● Set problem 1: State how many lines of the records below contain the word "wooden", matching case exactly, and give only that number.

● Selected text:
______

# Titan 12 months OB and protection



## DTS (Oct 19, 2010)

We've been working on OB. He still needs work on staying in a sit and not trying to pick up lost cookies but we are progressing . 
He didn't want to heel at the beginning because my husband was the camera guy and he wanted to say hi, so we will be needing to add him into distractions more. 
I didn't get video earlier at training when we did group work with him. 

Titan OB 12 months - YouTube


And his protection work at 12 months. We haven't added any OB yet and today we started with the soft sleeve and then see how he would do with a regular sleeve. 

Aug 31, 2014 - YouTube


----------



## DTS (Oct 19, 2010)

Thought I put this in there but I guess not.

ETA: anyone have any critiques for us? I'm open to suggestions.


----------



## ZoeD1217 (Feb 7, 2014)

Well I have no experience so I can't critique but I enjoyed watching the videos and Titan is incredibly handsome! !


----------



## Steve Strom (Oct 26, 2013)

How do you feel about taking a few steps back, and working on attention and focus without moving yet?


----------



## DTS (Oct 19, 2010)

Ok we can do that. 
As a pup he responded really well with the clicker.

______

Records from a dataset
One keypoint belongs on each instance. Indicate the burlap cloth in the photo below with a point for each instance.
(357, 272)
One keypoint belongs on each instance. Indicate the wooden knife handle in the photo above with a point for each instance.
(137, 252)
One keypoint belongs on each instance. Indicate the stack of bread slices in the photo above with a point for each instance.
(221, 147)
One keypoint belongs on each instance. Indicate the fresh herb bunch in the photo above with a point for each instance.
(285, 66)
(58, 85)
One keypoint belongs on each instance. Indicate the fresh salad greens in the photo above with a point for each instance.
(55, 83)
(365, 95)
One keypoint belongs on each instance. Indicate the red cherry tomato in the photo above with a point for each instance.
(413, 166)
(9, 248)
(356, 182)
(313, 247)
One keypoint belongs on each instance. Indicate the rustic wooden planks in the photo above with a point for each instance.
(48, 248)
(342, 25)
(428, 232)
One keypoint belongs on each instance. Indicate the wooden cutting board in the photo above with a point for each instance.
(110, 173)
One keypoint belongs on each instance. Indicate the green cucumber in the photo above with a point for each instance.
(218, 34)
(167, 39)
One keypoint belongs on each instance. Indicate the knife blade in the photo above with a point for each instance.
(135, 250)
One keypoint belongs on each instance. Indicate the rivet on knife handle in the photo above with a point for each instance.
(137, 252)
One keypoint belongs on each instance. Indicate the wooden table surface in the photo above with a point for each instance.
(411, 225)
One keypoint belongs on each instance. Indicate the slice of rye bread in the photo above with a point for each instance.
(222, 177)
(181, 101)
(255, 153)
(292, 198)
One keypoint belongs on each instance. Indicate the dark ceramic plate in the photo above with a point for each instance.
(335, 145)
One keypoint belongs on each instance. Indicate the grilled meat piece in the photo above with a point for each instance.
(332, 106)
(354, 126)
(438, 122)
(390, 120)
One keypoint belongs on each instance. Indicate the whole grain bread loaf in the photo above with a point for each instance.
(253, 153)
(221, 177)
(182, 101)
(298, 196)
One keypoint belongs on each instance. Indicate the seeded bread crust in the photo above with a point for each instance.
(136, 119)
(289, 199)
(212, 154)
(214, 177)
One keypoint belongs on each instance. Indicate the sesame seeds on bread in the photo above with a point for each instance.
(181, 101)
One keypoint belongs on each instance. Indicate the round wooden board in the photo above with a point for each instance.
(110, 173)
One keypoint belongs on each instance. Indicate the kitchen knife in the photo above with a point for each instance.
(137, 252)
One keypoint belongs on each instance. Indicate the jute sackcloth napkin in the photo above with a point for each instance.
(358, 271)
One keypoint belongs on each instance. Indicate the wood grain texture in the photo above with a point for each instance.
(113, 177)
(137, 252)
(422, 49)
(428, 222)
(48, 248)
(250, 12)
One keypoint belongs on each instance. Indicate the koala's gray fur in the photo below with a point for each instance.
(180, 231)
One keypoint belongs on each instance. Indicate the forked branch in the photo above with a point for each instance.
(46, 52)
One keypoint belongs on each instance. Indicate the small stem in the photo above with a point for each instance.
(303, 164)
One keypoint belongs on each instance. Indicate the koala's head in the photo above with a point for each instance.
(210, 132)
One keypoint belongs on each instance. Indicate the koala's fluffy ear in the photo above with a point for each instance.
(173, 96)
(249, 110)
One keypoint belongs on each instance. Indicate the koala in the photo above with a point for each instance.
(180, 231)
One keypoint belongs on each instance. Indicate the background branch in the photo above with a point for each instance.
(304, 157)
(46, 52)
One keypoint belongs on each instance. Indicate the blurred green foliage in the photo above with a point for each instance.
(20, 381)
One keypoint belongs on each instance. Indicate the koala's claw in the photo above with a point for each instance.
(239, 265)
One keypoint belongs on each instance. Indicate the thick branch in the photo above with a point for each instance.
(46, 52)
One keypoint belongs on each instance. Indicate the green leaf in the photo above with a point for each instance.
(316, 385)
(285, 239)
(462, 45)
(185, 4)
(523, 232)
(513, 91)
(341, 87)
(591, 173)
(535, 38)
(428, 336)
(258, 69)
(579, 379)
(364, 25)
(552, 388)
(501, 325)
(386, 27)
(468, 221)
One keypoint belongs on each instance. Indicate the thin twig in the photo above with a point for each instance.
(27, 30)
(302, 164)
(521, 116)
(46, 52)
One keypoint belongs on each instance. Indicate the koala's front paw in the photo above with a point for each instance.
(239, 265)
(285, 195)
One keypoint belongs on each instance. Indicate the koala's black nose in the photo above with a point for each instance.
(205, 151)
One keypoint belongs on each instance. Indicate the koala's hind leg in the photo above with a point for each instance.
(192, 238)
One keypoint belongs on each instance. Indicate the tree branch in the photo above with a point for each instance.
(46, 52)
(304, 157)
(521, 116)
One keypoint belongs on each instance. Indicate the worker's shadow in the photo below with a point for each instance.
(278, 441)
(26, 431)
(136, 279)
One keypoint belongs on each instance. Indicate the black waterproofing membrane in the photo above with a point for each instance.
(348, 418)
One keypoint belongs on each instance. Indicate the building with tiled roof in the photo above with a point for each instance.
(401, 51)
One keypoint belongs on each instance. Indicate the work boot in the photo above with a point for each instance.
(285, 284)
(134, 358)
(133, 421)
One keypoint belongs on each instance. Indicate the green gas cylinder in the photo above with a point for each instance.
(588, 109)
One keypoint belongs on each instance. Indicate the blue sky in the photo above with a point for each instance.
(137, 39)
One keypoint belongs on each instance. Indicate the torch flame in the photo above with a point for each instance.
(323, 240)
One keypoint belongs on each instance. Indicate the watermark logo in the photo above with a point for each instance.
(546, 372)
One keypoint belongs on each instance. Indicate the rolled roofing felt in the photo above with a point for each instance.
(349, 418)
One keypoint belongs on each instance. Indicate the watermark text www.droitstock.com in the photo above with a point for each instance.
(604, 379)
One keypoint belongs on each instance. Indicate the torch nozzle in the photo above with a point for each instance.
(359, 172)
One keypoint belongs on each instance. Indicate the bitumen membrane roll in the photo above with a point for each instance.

______

● Set problem 2: Set down the entire forum thread on Titan's obedience and protection training above, word for word and unchanged.

● Task answer 1: 5

● Task answer 2:
# Titan 12 months OB and protection



## DTS (Oct 19, 2010)

We've been working on OB. He still needs work on staying in a sit and not trying to pick up lost cookies but we are progressing . 
He didn't want to heel at the beginning because my husband was the camera guy and he wanted to say hi, so we will be needing to add him into distractions more. 
I didn't get video earlier at training when we did group work with him. 

Titan OB 12 months - YouTube


And his protection work at 12 months. We haven't added any OB yet and today we started with the soft sleeve and then see how he would do with a regular sleeve. 

Aug 31, 2014 - YouTube


----------



## DTS (Oct 19, 2010)

Thought I put this in there but I guess not.

ETA: anyone have any critiques for us? I'm open to suggestions.


----------



## ZoeD1217 (Feb 7, 2014)

Well I have no experience so I can't critique but I enjoyed watching the videos and Titan is incredibly handsome! !


----------



## Steve Strom (Oct 26, 2013)

How do you feel about taking a few steps back, and working on attention and focus without moving yet?


----------



## DTS (Oct 19, 2010)

Ok we can do that. 
As a pup he responded really well with the clicker.